- **HOW TO COMPLETE THIS TASK**
Print the passage below on CT findings in normal-sized ovarian cancer in full, word for word.

- **TEXT PROVIDED**
------------------------------------------------------------

Among our study cases with peritoneal carcinomatosis with normal-sized ovarian cancer, the pathologic diagnosis was 15 serous papillary cystadenocarcinomas and 2 poorly differentiated adenocarcinomas. Serous papillary cystadenocarcinoma is known to account for the largest proportion of malignant ovarian tumors, representing 60 to 80% of all malignant epithelial ovarian tumors. Various macroscopic findings of mixed solid and cystic components are known CT features.20 However, there have been no reports dealing with minor CT features in normal-sized ovarian carcinoma such as capsular changes or parenchymal attenuation. We believe that normal-sized ovarian malignancy is a real CT feature of serous papillary cystadenocarcinomas of the ovary.
Our study has several limitations. First, the possibility of a selection bias should be considered because this study was a retrospective study. Our cases with female peritoneal tuberculosis did not have advanced peritoneal thickenings conglomerating or enlarging the adnexa. We believe that severe peritoneal thickenings encasing a normal-sized ovary could prevent the correct ovarian capsular analysis. We excluded cases with any size of ovarian cancer inseparable from margin of adjacent peritoneal thickening in this study. Second, less-experienced radiologists would require quite some learning time to understand the capsular change and parenchymal attenuation of the normal-sized ovary. Third, because the images were analyzed retrospectively by two experienced radiologists with consensus, we did not assess the interobserver variability. Fourth, conventional CT would be of limited use for the correct analysis of the detail of the capsular and parenchymal abnormalities because of its lower anatomical resolution and internal parenchyma conspicuity. Fifth, we did not consider the variation of the normal ovarian size or CT attenuation according to the decades of patient’s ages.

------------------------------------------------------------

- **INFORMATION SUPPLIED**
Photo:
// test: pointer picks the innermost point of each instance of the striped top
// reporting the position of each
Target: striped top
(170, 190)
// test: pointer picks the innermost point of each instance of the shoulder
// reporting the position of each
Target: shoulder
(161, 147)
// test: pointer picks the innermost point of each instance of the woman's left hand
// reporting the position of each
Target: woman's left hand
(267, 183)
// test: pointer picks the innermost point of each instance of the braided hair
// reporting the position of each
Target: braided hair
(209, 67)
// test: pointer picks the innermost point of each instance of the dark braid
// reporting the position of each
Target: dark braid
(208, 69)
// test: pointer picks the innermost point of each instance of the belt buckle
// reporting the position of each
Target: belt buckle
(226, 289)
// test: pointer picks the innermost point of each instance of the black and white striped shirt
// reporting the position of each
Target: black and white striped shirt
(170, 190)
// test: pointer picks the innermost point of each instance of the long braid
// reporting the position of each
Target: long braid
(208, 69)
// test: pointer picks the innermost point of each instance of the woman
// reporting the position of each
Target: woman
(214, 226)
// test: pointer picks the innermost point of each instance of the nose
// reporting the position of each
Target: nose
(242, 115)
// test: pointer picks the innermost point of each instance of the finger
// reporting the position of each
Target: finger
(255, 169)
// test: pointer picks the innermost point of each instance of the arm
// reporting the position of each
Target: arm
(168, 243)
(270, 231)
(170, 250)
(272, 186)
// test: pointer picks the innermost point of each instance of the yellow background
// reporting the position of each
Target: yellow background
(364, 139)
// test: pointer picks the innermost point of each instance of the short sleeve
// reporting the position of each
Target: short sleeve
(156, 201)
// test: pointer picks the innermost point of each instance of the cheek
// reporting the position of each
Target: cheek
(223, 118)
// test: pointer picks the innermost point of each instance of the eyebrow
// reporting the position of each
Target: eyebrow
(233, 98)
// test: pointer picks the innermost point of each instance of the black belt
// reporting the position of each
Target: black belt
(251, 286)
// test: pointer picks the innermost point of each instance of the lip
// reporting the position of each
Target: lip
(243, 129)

------------------------------------------------------------

- **SOLUTION TO THE EXERCISE**
Among our study cases with peritoneal carcinomatosis with normal-sized ovarian cancer, the pathologic diagnosis was 15 serous papillary cystadenocarcinomas and 2 poorly differentiated adenocarcinomas. Serous papillary cystadenocarcinoma is known to account for the largest proportion of malignant ovarian tumors, representing 60 to 80% of all malignant epithelial ovarian tumors. Various macroscopic findings of mixed solid and cystic components are known CT features.20 However, there have been no reports dealing with minor CT features in normal-sized ovarian carcinoma such as capsular changes or parenchymal attenuation. We believe that normal-sized ovarian malignancy is a real CT feature of serous papillary cystadenocarcinomas of the ovary.
Our study has several limitations. First, the possibility of a selection bias should be considered because this study was a retrospective study. Our cases with female peritoneal tuberculosis did not have advanced peritoneal thickenings conglomerating or enlarging the adnexa. We believe that severe peritoneal thickenings encasing a normal-sized ovary could prevent the correct ovarian capsular analysis. We excluded cases with any size of ovarian cancer inseparable from margin of adjacent peritoneal thickening in this study. Second, less-experienced radiologists would require quite some learning time to understand the capsular change and parenchymal attenuation of the normal-sized ovary. Third, because the images were analyzed retrospectively by two experienced radiologists with consensus, we did not assess the interobserver variability. Fourth, conventional CT would be of limited use for the correct analysis of the detail of the capsular and parenchymal abnormalities because of its lower anatomical resolution and internal parenchyma conspicuity. Fifth, we did not consider the variation of the normal ovarian size or CT attenuation according to the decades of patient’s ages.